這次周賽題比較暴力,沒有涉及什麼算法,最後一個題是個數學題。
1. 在既定時間做作業的學生人數
思路
暴力即可
代碼
class Solution {
public:
int busyStudent(vector<int>& startTime, vector<int>& endTime, int queryTime) {
int N = startTime.size();
int ans = 0;
for(int i=0;i<N;i++)
{
if(queryTime>=startTime[i]&&queryTime<=endTime[i])
ans++;
}
return ans;
}
};
2. 重新排列句子中的單詞
思路
排序即可
代碼
class Solution {
public:
static bool cmp(pair<string,int> p1,pair<string,int> p2)
{
if(p1.first.length()==p2.first.length())
return p1.second<p2.second;
return p1.first.length()<p2.first.length();
}
string arrangeWords(string text) {
istringstream ss(text);
string str;
string ans;
vector<pair<string,int> > vec;
int ind = 0;
while(ss>>str)
{
if(str[0]<=90)
str[0]+=32;
vec.push_back(make_pair(str,ind++));
}
sort(vec.begin(),vec.end(),cmp);
for(int i=0;i<vec.size();i++)
{
if(i!=0)
ans+=" ";
string tmp = vec[i].first;
if(i==0)
{
if(tmp[0]>=97)
tmp[0]-=32;
}
ans+=tmp;
}
return ans;
}
};
3. 收藏清單
思路
python的issubset()函數直接判斷
C++有includes()函數
代碼
class Solution:
def peopleIndexes(self, favoriteCompanies: List[List[str]]) -> List[int]:
fav = []
for x in favoriteCompanies:
s = set()

····················

* **任務指示**:
這篇周賽題解提到,第三題「收藏清單」若用 C++ 寫,可以用哪個函數判斷? 只依據這篇周賽題解作答。

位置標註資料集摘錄
····················

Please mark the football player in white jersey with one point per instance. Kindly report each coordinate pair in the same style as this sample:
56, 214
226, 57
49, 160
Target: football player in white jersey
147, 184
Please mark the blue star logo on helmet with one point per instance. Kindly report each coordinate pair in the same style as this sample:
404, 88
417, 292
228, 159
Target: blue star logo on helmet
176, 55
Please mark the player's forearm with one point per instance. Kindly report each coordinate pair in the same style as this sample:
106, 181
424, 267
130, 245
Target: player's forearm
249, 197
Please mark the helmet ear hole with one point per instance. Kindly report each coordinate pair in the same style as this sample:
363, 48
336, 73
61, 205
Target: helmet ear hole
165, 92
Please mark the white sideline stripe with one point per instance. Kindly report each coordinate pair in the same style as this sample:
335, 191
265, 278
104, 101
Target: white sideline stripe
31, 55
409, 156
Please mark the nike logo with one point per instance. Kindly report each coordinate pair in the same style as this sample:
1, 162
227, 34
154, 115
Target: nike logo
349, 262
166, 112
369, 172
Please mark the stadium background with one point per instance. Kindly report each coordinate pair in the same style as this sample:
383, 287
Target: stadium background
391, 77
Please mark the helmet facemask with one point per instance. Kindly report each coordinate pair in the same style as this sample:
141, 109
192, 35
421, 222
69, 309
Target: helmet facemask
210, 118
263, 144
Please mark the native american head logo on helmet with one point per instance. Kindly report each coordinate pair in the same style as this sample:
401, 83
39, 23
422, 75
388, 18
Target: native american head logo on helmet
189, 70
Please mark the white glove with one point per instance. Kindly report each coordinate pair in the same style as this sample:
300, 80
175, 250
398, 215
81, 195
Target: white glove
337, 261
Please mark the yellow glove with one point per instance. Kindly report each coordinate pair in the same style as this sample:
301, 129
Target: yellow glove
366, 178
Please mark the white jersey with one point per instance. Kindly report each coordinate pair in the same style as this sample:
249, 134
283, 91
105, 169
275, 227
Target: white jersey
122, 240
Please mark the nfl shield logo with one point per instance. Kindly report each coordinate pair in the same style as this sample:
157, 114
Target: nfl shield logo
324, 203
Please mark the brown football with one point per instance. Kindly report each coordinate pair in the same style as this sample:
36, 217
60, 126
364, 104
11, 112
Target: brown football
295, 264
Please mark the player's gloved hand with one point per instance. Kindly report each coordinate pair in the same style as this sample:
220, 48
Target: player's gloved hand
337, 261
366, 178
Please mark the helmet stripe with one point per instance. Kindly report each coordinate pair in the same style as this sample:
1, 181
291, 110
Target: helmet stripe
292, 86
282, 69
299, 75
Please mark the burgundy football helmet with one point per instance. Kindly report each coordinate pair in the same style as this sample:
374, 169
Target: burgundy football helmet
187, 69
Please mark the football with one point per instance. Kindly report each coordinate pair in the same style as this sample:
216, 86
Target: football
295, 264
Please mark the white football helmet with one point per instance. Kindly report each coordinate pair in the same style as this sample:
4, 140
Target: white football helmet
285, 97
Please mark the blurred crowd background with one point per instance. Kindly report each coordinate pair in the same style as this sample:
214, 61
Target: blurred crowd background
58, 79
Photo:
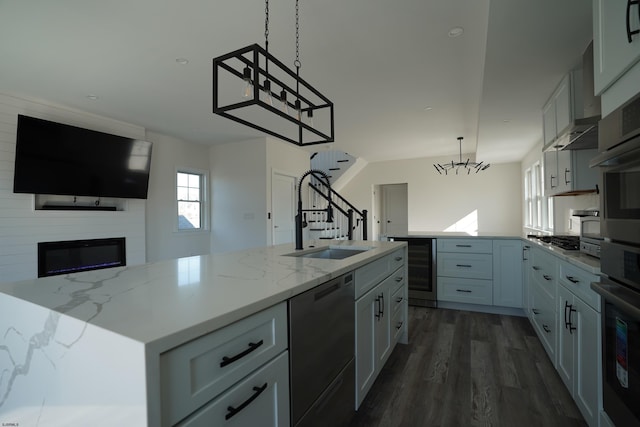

····················

* **參考解答**:
includes() 函數。